An exact copy of every entry is the required answer.

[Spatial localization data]
_ _ _ _

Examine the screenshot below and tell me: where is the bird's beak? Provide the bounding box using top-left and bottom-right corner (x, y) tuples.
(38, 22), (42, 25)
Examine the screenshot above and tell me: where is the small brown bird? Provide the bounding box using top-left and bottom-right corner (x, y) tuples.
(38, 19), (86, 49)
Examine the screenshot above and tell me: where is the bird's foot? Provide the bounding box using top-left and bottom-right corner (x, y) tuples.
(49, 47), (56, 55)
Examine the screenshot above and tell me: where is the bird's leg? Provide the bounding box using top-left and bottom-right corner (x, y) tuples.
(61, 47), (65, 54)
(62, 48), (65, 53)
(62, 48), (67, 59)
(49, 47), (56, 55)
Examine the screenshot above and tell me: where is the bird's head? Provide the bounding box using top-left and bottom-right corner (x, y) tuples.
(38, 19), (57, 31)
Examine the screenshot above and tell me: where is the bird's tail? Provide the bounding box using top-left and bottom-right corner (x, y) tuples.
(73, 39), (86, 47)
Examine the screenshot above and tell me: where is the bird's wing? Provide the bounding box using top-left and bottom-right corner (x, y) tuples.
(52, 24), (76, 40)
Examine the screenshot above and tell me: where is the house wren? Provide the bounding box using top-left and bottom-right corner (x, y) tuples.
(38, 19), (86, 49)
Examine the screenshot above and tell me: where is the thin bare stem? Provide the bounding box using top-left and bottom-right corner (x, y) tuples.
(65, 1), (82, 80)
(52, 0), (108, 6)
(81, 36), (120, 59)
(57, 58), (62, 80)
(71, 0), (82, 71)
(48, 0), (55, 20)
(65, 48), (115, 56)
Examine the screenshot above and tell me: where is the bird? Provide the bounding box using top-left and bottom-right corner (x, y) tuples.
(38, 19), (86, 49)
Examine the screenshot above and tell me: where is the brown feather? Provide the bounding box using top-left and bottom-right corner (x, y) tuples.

_ _ _ _

**Response:**
Examine the screenshot below and tell me: where is the bird's beak? Provide the bounding box using top-left and bottom-right corner (x, y) tuples.
(38, 22), (42, 25)
Examine the screenshot above and tell me: where is the small brown bird? Provide the bounding box using top-left and bottom-right corner (x, y) tuples.
(38, 19), (86, 49)
Examine the screenshot above and tell me: where is the bird's foot? Provide the bounding box using top-left and bottom-right corner (x, y) tuples.
(49, 47), (56, 55)
Examine the screenshot above and tell me: where is the bird's leg? Provide the bounding box using top-left and bottom-right corner (x, y) tuples.
(61, 47), (65, 54)
(62, 48), (65, 53)
(62, 48), (67, 59)
(49, 47), (56, 55)
Examine the screenshot above and tell me: where is the bird's head? Provide the bounding box using top-left and bottom-right corner (x, y) tuples.
(38, 19), (57, 31)
Examine the screenshot above and tell me: where is the bird's tail? Provide the bounding box using top-left and bottom-right corner (x, y) tuples.
(73, 39), (86, 47)
Examine the screenshot above and tell me: where is the bird's wing? Provide the bounding box using top-left and bottom-right corner (x, y) tuples.
(52, 24), (76, 40)
Examine the screenshot above and tell me: where is the house wren? Provide the bounding box using top-left and bottom-right corner (x, y) tuples.
(38, 19), (86, 49)
Examine the screenshot above and tell me: where is the thin bare stem? Provide the bounding box using top-left and bottom-right corner (x, y) tuples.
(65, 1), (82, 80)
(52, 0), (108, 6)
(81, 36), (120, 59)
(57, 58), (62, 80)
(71, 0), (82, 71)
(48, 0), (55, 20)
(65, 48), (115, 56)
Examine the screenshot above and tell me: where is the bird? Provide the bounding box using top-left and bottom-right corner (x, y) tuples.
(38, 19), (86, 49)
Examine the screenshot above and tell me: where is the brown feather? Provide the bounding box using top-left and bottom-right corner (x, y) tuples.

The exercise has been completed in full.